• _Work to be completed_
Rewrite all the material below, switching "innermost point" to "central point" wherever it appears and keeping everything else the same.
::::::
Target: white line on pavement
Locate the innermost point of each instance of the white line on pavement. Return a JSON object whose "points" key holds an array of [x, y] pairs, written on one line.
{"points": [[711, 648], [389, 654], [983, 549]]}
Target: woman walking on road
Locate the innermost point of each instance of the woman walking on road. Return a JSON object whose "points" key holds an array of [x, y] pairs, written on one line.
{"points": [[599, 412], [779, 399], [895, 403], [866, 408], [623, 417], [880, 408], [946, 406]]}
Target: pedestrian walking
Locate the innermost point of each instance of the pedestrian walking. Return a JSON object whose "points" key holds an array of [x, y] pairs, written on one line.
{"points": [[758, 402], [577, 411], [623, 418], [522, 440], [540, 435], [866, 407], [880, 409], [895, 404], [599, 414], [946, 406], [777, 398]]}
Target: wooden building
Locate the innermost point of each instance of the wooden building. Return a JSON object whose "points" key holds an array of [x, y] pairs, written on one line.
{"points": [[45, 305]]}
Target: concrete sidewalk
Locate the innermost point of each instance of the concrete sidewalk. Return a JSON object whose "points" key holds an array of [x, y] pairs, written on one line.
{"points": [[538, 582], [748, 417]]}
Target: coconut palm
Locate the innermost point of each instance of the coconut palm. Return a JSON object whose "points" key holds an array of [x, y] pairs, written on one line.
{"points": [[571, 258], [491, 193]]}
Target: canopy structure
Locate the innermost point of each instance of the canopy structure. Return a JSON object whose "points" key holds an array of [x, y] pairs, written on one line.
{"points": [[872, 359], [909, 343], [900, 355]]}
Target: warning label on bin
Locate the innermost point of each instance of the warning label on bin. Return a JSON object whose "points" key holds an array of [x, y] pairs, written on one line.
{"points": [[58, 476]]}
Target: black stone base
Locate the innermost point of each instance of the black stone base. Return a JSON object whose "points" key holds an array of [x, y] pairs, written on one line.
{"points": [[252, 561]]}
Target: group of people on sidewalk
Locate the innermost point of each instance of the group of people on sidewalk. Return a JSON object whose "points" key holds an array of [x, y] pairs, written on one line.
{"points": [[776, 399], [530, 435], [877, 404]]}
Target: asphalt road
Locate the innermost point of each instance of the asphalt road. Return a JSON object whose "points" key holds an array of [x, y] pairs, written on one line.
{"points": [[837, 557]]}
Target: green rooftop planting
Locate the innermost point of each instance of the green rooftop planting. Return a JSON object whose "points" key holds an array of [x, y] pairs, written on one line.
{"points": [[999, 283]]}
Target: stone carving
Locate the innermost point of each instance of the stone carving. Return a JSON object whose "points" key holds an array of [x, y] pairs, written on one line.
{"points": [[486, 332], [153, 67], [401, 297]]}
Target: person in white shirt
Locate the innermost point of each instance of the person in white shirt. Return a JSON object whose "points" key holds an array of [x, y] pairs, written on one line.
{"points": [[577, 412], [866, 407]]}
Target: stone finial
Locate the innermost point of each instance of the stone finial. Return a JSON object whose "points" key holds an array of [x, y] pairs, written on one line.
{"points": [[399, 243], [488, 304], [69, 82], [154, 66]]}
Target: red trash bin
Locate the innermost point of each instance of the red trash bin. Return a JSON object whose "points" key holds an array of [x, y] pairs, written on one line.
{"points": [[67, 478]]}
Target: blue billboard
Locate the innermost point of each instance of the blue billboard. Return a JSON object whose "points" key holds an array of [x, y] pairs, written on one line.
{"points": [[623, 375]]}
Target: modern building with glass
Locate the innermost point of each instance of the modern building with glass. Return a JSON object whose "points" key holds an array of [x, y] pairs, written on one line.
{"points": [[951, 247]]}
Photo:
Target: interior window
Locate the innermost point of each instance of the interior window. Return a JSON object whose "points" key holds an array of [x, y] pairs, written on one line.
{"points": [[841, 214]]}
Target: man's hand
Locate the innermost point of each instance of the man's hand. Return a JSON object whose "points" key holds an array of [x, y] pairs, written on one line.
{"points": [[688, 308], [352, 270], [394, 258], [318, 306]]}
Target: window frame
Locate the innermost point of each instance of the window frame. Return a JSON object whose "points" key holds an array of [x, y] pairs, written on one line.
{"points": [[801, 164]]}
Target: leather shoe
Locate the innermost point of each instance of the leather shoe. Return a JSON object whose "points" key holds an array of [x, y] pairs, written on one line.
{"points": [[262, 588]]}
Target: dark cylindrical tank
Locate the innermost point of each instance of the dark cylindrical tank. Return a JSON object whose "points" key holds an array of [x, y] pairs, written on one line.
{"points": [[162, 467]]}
::::::
• _Response_
Target: white line on pavement
Locate the central point of each instance of the white line on pavement. Return a JSON object whose "points" key holds an array of [x, y] pairs, written on one line.
{"points": [[711, 648], [389, 654], [983, 549]]}
Target: woman walking on road
Locate the central point of each instance of the woman walking on road. Return a JSON object whose "points" key holds an array of [x, y] pairs, written on one line.
{"points": [[599, 412], [779, 399], [895, 403], [866, 408], [623, 417], [880, 408], [946, 406]]}
Target: pedestrian walking
Locate the central point of each instance of the pedestrian walking. Return a JSON object whose "points" key holds an array of [x, y] pairs, written on one line.
{"points": [[758, 402], [577, 411], [623, 418], [522, 440], [540, 435], [866, 407], [880, 409], [895, 404], [599, 414], [946, 406], [777, 398]]}
Target: wooden building
Locate the central point of each instance of the wooden building. Return a JSON object whose "points" key holds an array of [x, y] pairs, written on one line.
{"points": [[45, 305]]}
Target: concrete sidewalk
Locate the central point of each instance of the concrete sidewalk. Return a JSON object whose "points" key holds an array of [x, y] pairs, written on one line.
{"points": [[538, 582], [748, 417]]}
Target: coconut palm
Locate the central point of each instance of the coconut palm. Return a JSON object whose "points" key holds an array of [x, y] pairs, written on one line.
{"points": [[571, 258], [491, 193]]}
Target: canopy structure
Locate the central point of each instance of the canopy structure. Return a JSON object whose "points" key holds an array of [x, y] pairs, written on one line.
{"points": [[872, 359], [909, 343], [900, 355]]}
Target: warning label on bin
Locate the central point of each instance of the warning label on bin. Return a JSON object whose "points" key holds an array of [x, y] pairs, written on one line.
{"points": [[58, 476]]}
Target: black stone base
Locate the central point of each instance of the black stone base. Return a JSON object whose "points" key holds an array of [x, y] pairs, written on one line.
{"points": [[252, 561]]}
Target: group of people on sidewalk
Locate the central point of each instance of the group of people on sidewalk. Return a JSON object whose "points" key holds an array of [x, y] pairs, written on one line.
{"points": [[776, 399], [530, 435], [877, 404]]}
Target: asphalt road
Locate the central point of each instance of the asphalt road. Return a JSON object whose "points" key holds an array of [x, y] pairs, written on one line.
{"points": [[837, 557]]}
Target: green rooftop planting
Locate the central point of each instance of the green rooftop planting. Return a JSON object whose "points" key holds an array of [x, y] pairs, written on one line.
{"points": [[999, 283]]}
Target: stone carving
Locate the central point of each instance of the stone carving. Return a JSON object whose "points" key holds an array of [x, y] pairs, written on one line.
{"points": [[486, 332], [153, 67], [401, 297]]}
Target: person in white shirt
Locate the central point of each instance of the person in white shirt. Return a JSON object whose "points" key holds an array of [x, y] pairs, written on one line.
{"points": [[577, 412], [866, 407]]}
Target: stone finial
Locate the central point of each instance of the stone finial. Return a JSON object whose "points" key holds an array of [x, y] pairs, written on one line.
{"points": [[399, 243], [488, 304], [69, 82], [154, 66]]}
Target: red trash bin
Locate the central point of each instance of the red trash bin. Return a JSON object whose "points" key holds an array of [x, y] pairs, written on one line.
{"points": [[67, 478]]}
Target: blue billboard
Locate the central point of each instance of the blue billboard. Return a JSON object whose "points" key holds an array of [x, y] pairs, written on one line.
{"points": [[623, 375]]}
Target: modern building with glass
Locate the central point of each instance of the modern building with glass. Return a JSON object whose "points" key holds an array of [x, y] pairs, written on one line.
{"points": [[951, 247]]}
Photo:
Target: interior window
Locate the central point of each instance of the interior window. Return a JSON object whose "points" key holds an array of [x, y] pairs, written on one line.
{"points": [[841, 214]]}
Target: man's hand
Locate the central point of each instance of the man's hand. Return a JSON object whose "points" key holds an array of [x, y] pairs, written on one line.
{"points": [[688, 308], [352, 270], [394, 258], [318, 306]]}
Target: window frame
Locate the central point of each instance of the window frame. Return a JSON object whose "points" key holds an array of [x, y] pairs, written on one line.
{"points": [[801, 164]]}
Target: leather shoe
Locate the central point of each instance of the leather shoe. Return a JSON object whose "points" key holds an array of [x, y] pairs, written on one line.
{"points": [[262, 588]]}
Target: dark cylindrical tank
Locate the central point of each instance of the dark cylindrical tank. Return a JSON object whose "points" key holds an array of [x, y] pairs, written on one line.
{"points": [[162, 467]]}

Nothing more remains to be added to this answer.